Upload rate limiting
Without rate limiting, a single malicious client can exhaust S3 pre-signed URL generation capacity and drive disproportionate storage write cost. The API Gateway enforces a per-user token-bucket rate limit on POST /photos: maximum 10 uploads per minute per authenticated user, enforced via a Redis counter (INCR ratelimit:{user_id}:{minute_bucket} with a 60-second TTL). Requests exceeding the limit receive a 429 Too Many Requests response with a Retry-After header. A separate, higher limit (100/min) applies at the IP level to catch unauthenticated probing before authentication succeeds.
L5 probe: "How would you prevent a bot from uploading 1 M photos per hour?" — Token bucket at the API Gateway keyed on user_id, backed by a Redis counter with a sliding window. Secondary: S3 pre-signed URL expiry (15 min) limits replay attacks. Tertiary: content-hash deduplication at the Image Processor rejects bit-exact duplicates before any variant is stored.
Perceptual hash deduplication and content moderation
The Image Processor runs two checks before writing variants to S3:
- Exact-hash deduplication: SHA-256 of the raw upload is checked against a probabilistic hash store (e.g., a disk-backed bloom filter or a Redis SET of known hashes) of previously stored object hashes. Bit-exact duplicates skip variant generation and reuse existing CDN URLs. Important: a bloom filter has no false negatives but can produce false positives — a false positive would silently deduplicate a genuinely unique image against someone else's photo. The implementation must include a fallback verification step: before reusing a CDN URL, confirm the candidate S3 object exists and its SHA-256 matches the new upload's hash. At 100 M uploads/day over 10 years (~365 B cumulative), a bloom filter targeting ≤0.001% false-positive rate requires ~5 GB of RAM — size accordingly.
- Perceptual hash (pHash / PhotoDNA): The processor computes a perceptual hash of the image and checks it against a blocklist of known-illegal content hashes (CSAM, jurisdiction-required blocklists). A match aborts the job, tombstones the S3 object, and triggers a moderation queue entry. This check happens before any variant is written publicly: the image never reaches CDN. The blocklist is a small in-memory set (≤100 MB) loaded at worker startup and refreshed hourly.

CHALLENGE: Write out, word for word, the portion of the upload rate limiting passage that opens with the words "Upload rate limiting" and closes with "before authentication succeeds.".

PROVIDED DATA:
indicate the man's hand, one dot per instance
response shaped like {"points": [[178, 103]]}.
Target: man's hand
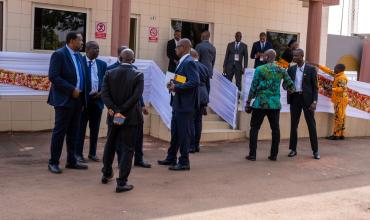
{"points": [[145, 111], [76, 93], [171, 86], [313, 106], [110, 112]]}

EXERCISE RESULT:
Upload rate limiting
Without rate limiting, a single malicious client can exhaust S3 pre-signed URL generation capacity and drive disproportionate storage write cost. The API Gateway enforces a per-user token-bucket rate limit on POST /photos: maximum 10 uploads per minute per authenticated user, enforced via a Redis counter (INCR ratelimit:{user_id}:{minute_bucket} with a 60-second TTL). Requests exceeding the limit receive a 429 Too Many Requests response with a Retry-After header. A separate, higher limit (100/min) applies at the IP level to catch unauthenticated probing before authentication succeeds.